Economic Development and Mercantilism
Mercantilism
Mercantilism emerged as a new economic system in which the mother country trades with the colonies, and the colonies are not allowed to trade directly with other nations. It was intended to lessen financial dependence on other European countries.
- • The incredible influx of gold and silver in the 1500s led inflation to spread from Spain throughout Europe because the mines at Guanajuarto, Zacatecas, and Potosi in Mexico and Peru flooded the gold and silver markets.
- The availability of gold in the New World lured many entrepreneurs there, damaging domestic industry in Spain.
- Slavery, although it had existed since the dawn of time, increased and changed drastically in character – in large part because of exploration.
- • Plantation agriculture was practiced by the conquering Europeans in the New World.

Dataset entries:
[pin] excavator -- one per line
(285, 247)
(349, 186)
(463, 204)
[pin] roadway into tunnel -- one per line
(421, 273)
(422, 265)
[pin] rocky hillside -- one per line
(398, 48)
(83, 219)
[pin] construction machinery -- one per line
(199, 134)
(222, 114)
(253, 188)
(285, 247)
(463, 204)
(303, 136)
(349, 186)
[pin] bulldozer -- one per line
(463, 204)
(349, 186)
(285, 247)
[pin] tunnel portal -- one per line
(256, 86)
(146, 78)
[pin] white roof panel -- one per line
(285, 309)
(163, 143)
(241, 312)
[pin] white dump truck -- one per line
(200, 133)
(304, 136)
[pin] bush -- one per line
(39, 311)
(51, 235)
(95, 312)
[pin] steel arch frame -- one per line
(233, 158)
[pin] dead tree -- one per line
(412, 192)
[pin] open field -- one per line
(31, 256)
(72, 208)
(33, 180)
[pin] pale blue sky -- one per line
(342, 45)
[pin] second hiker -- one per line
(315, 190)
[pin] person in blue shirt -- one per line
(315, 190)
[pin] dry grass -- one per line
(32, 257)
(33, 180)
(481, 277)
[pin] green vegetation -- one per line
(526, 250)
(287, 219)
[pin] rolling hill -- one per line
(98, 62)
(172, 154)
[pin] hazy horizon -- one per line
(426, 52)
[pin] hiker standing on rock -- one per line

Activity 1 =
In the text on mercantilism, what was the system intended to do?
Activity 2 =
Continue the text on economic development and mercantilism after its last sentence.

Response 1 =
It was intended to lessen financial dependence on other European countries.

Response 2 =
- At first they exploited the natives, who died in the millions as a result of disease and harsh treatment.
- Soon after, Europeans resorted to importing African slaves, and race would be linked to slavery in the Americas from this point onward.
- • Between 1453 and 1865 over 200 million Africans and their descendants were enslaved or killed in the slave trade.
- • In 1790 Africans made up about 20 percent of the U.S. population.
- • Africans were seen as beastly and were feared for their potent sexuality.
- • Many tried to justify slavery by stating that sub-Saharan Africans were subhuman and had no original culture of their own.